- [Work item]
Go to the line below containing "positive clicks: (401, 160)" and print exactly from there through the line containing "165L410 172L451 171L453", both included. Print nothing else.

- [Provided material]
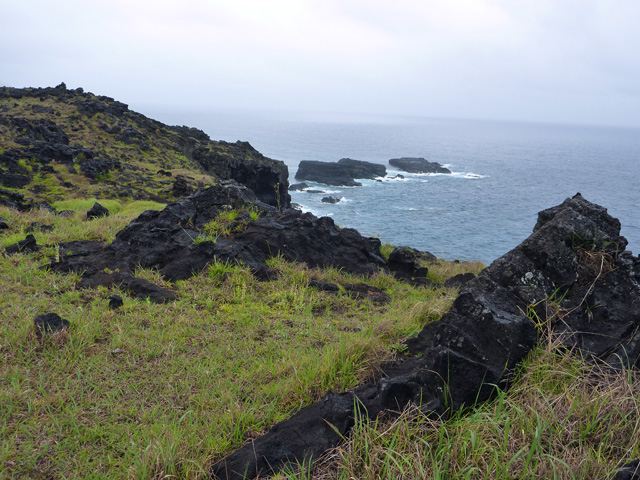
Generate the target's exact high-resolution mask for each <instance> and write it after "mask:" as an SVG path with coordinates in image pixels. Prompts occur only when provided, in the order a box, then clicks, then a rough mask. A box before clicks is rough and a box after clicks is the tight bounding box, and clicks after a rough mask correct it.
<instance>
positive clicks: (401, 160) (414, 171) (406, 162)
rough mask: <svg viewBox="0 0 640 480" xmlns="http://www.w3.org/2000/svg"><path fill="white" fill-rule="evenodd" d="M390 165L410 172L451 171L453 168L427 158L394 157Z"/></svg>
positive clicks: (420, 172) (439, 171) (440, 172)
mask: <svg viewBox="0 0 640 480" xmlns="http://www.w3.org/2000/svg"><path fill="white" fill-rule="evenodd" d="M389 165H391V166H394V167H396V168H399V169H400V170H404V171H405V172H409V173H451V170H449V169H448V168H445V167H443V166H442V165H440V164H439V163H438V162H430V161H428V160H427V159H425V158H410V157H402V158H392V159H391V160H389Z"/></svg>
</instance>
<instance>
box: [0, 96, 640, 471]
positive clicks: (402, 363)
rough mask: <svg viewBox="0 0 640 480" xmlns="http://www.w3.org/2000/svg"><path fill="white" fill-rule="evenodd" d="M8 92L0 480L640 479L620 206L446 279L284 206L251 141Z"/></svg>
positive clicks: (430, 257) (121, 104)
mask: <svg viewBox="0 0 640 480" xmlns="http://www.w3.org/2000/svg"><path fill="white" fill-rule="evenodd" d="M0 93H1V95H0V96H1V99H0V100H1V102H2V103H1V104H0V105H1V108H2V117H0V126H1V128H2V129H3V130H2V132H1V133H2V136H1V137H0V139H1V141H2V145H3V147H2V152H1V153H0V167H1V168H2V173H1V175H0V181H1V182H2V185H3V187H2V188H1V189H0V246H1V247H2V251H1V254H0V275H1V276H2V278H3V282H0V298H1V299H2V300H3V303H2V306H3V313H4V317H5V318H4V321H3V322H0V420H2V422H0V478H47V479H49V478H51V479H53V478H82V479H85V478H100V479H111V478H140V479H150V478H153V479H164V478H190V479H203V478H219V479H226V480H230V479H238V480H240V479H245V478H258V477H260V478H263V477H264V476H273V477H276V478H288V479H293V478H295V479H300V480H303V479H304V480H306V479H329V478H331V479H351V478H358V479H371V480H373V479H380V478H407V479H413V478H487V479H489V478H509V479H514V478H541V477H542V478H598V479H600V478H610V479H613V478H615V479H616V480H622V479H631V478H638V477H637V476H633V475H636V474H637V472H638V471H640V468H638V467H639V466H640V459H639V457H640V454H639V453H640V452H639V450H638V447H637V445H638V444H639V442H640V423H639V422H638V421H637V419H638V415H637V412H638V411H640V388H639V387H640V381H638V380H639V379H638V375H637V369H638V367H639V366H640V334H639V333H638V331H640V257H638V256H636V257H634V256H633V255H632V253H631V252H628V251H626V246H627V240H626V239H625V238H624V237H623V236H621V234H620V228H621V225H620V222H619V221H618V220H617V219H615V218H614V217H612V216H610V215H609V214H608V212H607V210H606V209H605V208H604V207H602V206H599V205H596V204H593V203H591V202H589V201H588V200H586V199H585V198H584V197H582V195H580V194H576V195H575V196H573V197H572V198H567V199H566V200H565V201H564V202H563V203H562V204H560V205H558V206H555V207H552V208H548V209H546V210H543V211H541V212H540V213H539V214H538V221H537V223H536V225H535V226H534V228H533V232H532V234H531V235H530V236H529V237H528V238H527V239H525V240H524V241H523V242H522V243H521V244H520V245H518V246H517V247H515V248H514V249H513V250H511V251H509V252H507V253H505V254H504V255H503V256H502V257H500V258H499V259H497V260H496V261H494V262H493V263H492V264H491V265H490V266H488V267H486V268H485V267H484V265H482V264H480V263H478V262H462V263H461V262H457V261H453V262H446V261H443V260H439V259H437V258H436V257H435V256H433V255H431V254H430V253H429V252H421V251H418V250H415V249H413V248H411V247H405V246H395V247H394V246H392V245H388V244H387V245H382V244H381V242H380V240H379V239H377V238H372V237H369V238H367V237H363V236H362V235H361V234H360V233H359V232H357V231H356V230H354V229H351V228H344V227H340V226H338V225H336V224H335V223H334V221H333V220H332V219H331V218H329V217H322V218H318V217H315V216H314V215H313V214H311V213H303V212H301V211H300V210H297V209H294V208H288V203H289V200H288V194H287V192H286V188H280V187H281V186H282V185H284V186H285V187H286V167H284V165H283V164H282V163H281V162H277V161H275V160H271V159H268V158H265V157H263V156H262V155H260V154H259V153H258V152H256V151H255V150H253V149H252V148H251V147H250V145H248V144H246V143H242V142H240V143H236V144H228V143H225V142H213V141H211V140H209V138H208V137H207V136H206V135H205V134H204V133H202V132H200V131H198V130H194V129H190V128H187V127H168V126H166V125H162V124H160V123H159V122H155V121H153V120H150V119H147V118H146V117H144V116H142V115H140V114H136V113H133V112H130V111H129V110H128V108H127V107H126V106H125V105H123V104H121V103H119V102H117V101H115V100H113V99H110V98H107V97H96V96H94V95H93V94H86V93H84V92H82V91H79V90H74V91H68V90H67V89H66V88H65V87H64V85H61V86H58V87H56V88H54V89H7V88H5V89H2V90H0ZM234 180H235V181H234ZM282 181H284V183H282ZM74 182H75V183H74ZM238 182H242V183H244V185H242V184H239V183H238ZM200 186H203V187H205V186H206V188H198V189H197V190H195V191H192V190H193V189H194V188H195V187H200ZM93 198H100V199H101V203H103V204H104V205H105V206H106V207H107V209H108V213H107V212H103V214H99V215H97V216H92V215H88V210H89V207H91V205H92V204H93V202H94V200H93ZM169 201H171V202H170V203H169V204H168V205H165V203H167V202H169ZM52 206H53V207H54V208H52ZM39 207H42V208H39ZM63 209H64V210H63ZM634 472H635V473H634Z"/></svg>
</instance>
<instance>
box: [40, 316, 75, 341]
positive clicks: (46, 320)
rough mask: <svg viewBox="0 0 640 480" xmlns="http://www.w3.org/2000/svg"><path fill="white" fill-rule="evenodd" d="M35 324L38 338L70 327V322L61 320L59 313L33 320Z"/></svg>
mask: <svg viewBox="0 0 640 480" xmlns="http://www.w3.org/2000/svg"><path fill="white" fill-rule="evenodd" d="M33 324H34V326H35V329H36V336H37V337H38V338H42V337H44V336H45V335H49V334H53V333H57V332H61V331H63V330H66V329H67V328H69V325H70V324H69V321H68V320H65V319H64V318H60V316H59V315H58V314H57V313H47V314H45V315H38V316H36V317H35V318H34V319H33Z"/></svg>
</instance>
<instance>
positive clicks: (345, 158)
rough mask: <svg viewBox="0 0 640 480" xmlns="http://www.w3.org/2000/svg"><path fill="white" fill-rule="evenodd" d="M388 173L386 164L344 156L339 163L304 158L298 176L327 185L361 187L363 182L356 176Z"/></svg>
mask: <svg viewBox="0 0 640 480" xmlns="http://www.w3.org/2000/svg"><path fill="white" fill-rule="evenodd" d="M386 174H387V170H386V168H385V167H384V165H380V164H378V163H372V162H364V161H362V160H352V159H350V158H343V159H341V160H339V161H338V162H337V163H335V162H333V163H332V162H319V161H316V160H302V161H301V162H300V164H299V165H298V171H297V172H296V178H298V179H300V180H309V181H312V182H318V183H324V184H326V185H341V186H347V187H359V186H361V185H362V184H361V183H359V182H356V181H355V179H356V178H367V179H374V178H376V177H384V176H385V175H386Z"/></svg>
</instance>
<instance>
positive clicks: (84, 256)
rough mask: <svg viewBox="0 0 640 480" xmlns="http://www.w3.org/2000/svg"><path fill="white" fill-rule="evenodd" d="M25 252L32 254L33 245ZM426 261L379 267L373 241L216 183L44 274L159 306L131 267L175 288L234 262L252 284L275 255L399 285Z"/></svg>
mask: <svg viewBox="0 0 640 480" xmlns="http://www.w3.org/2000/svg"><path fill="white" fill-rule="evenodd" d="M250 209H254V210H255V211H257V212H258V214H257V217H258V218H256V219H255V220H252V219H251V218H250V215H249V213H248V211H249V210H250ZM231 210H234V211H236V212H239V213H240V215H239V216H238V217H237V219H236V221H235V223H234V224H232V225H229V227H228V230H229V232H228V234H226V235H223V236H217V237H214V236H212V235H211V234H209V233H208V231H209V230H210V228H209V226H210V225H211V223H212V222H215V221H216V219H218V218H219V217H220V215H221V214H223V213H225V212H229V211H231ZM23 242H26V240H25V241H23ZM25 245H26V243H25ZM29 246H30V247H29V248H37V245H35V242H31V243H29ZM19 248H27V247H26V246H22V247H20V246H17V245H16V246H11V247H10V249H11V251H12V252H14V251H16V252H17V251H19V250H18V249H19ZM429 255H430V254H427V253H422V252H417V251H414V250H411V251H405V250H401V251H399V252H398V253H397V254H393V255H392V257H393V261H392V262H386V261H385V260H384V259H383V258H382V254H381V253H380V240H378V239H377V238H365V237H363V236H362V235H360V234H359V233H358V232H357V231H356V230H354V229H350V228H338V227H337V226H336V225H335V224H334V222H333V220H332V219H331V218H329V217H322V218H317V217H315V216H314V215H312V214H311V213H302V212H301V211H299V210H296V209H292V208H288V209H281V210H278V209H277V208H275V207H273V206H271V205H268V204H266V203H263V202H260V201H259V200H258V199H257V198H256V196H255V194H254V193H253V192H252V191H251V190H249V189H248V188H247V187H245V186H243V185H239V184H237V183H235V182H222V183H220V184H218V185H215V186H211V187H208V188H206V189H204V190H199V191H197V192H196V193H194V194H193V195H191V196H189V197H186V198H184V199H181V200H179V201H178V202H174V203H172V204H170V205H168V206H167V207H166V208H165V209H164V210H162V211H155V210H149V211H146V212H144V213H143V214H141V215H140V216H139V217H138V218H137V219H136V220H134V221H133V222H131V223H130V224H129V225H128V226H127V227H126V228H124V229H123V230H121V231H120V232H119V233H118V234H117V235H116V238H115V240H114V241H113V242H112V243H111V244H109V245H106V246H105V245H104V244H103V243H101V242H92V241H81V242H75V241H74V242H65V243H61V244H60V258H59V261H56V262H53V263H52V264H51V265H50V268H51V269H52V270H53V271H56V272H70V271H74V272H79V273H81V274H82V280H81V283H80V286H81V287H85V288H89V287H96V286H98V285H105V286H111V285H122V286H123V287H125V288H126V289H128V290H129V291H130V292H131V293H132V294H133V295H135V296H137V297H140V298H149V299H150V300H152V301H155V302H166V301H171V300H174V299H175V296H174V294H173V293H172V292H170V291H168V290H165V289H162V288H160V287H158V286H156V285H153V284H150V283H149V282H147V281H145V280H142V279H138V278H135V277H134V275H133V272H134V271H135V269H136V268H137V267H138V266H142V267H145V268H154V269H157V270H158V271H159V272H160V273H161V274H162V275H163V276H164V277H165V278H166V279H168V280H170V281H176V280H183V279H186V278H189V277H191V276H192V275H194V274H195V273H198V272H200V271H201V270H203V269H204V268H205V267H206V266H207V265H209V264H210V263H212V262H216V261H218V262H235V263H239V264H242V265H246V266H248V267H250V268H251V270H252V271H253V272H254V274H255V275H257V276H258V277H260V278H263V279H270V278H271V277H272V272H271V271H270V269H269V267H268V266H267V260H268V259H269V258H271V257H274V256H282V257H283V258H284V259H285V260H288V261H291V262H304V263H306V264H307V265H308V266H309V267H329V266H332V267H336V268H341V269H343V270H345V271H347V272H351V273H356V274H362V275H368V274H372V273H375V272H376V271H378V270H381V269H387V270H390V271H397V272H398V275H400V276H401V277H402V278H405V279H409V280H411V281H416V282H421V281H422V282H424V281H425V280H426V279H425V276H426V274H427V272H428V269H427V268H425V267H422V266H420V265H419V260H420V258H422V257H423V256H429Z"/></svg>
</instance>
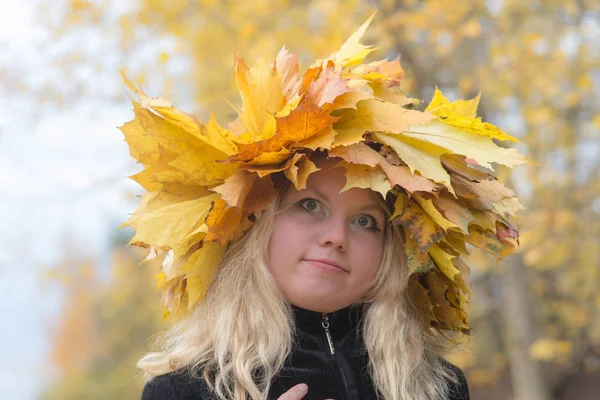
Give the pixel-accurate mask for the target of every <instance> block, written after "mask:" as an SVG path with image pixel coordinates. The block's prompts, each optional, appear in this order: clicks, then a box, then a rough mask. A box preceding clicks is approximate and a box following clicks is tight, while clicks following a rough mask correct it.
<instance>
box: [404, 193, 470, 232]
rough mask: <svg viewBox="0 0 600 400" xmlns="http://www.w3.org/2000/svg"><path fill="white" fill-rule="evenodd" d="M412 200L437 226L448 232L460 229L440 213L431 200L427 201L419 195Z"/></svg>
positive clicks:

- [Response area]
positive clicks: (401, 160) (414, 171) (406, 162)
rough mask: <svg viewBox="0 0 640 480" xmlns="http://www.w3.org/2000/svg"><path fill="white" fill-rule="evenodd" d="M390 165L410 172L451 171L453 168L427 158L394 157Z"/></svg>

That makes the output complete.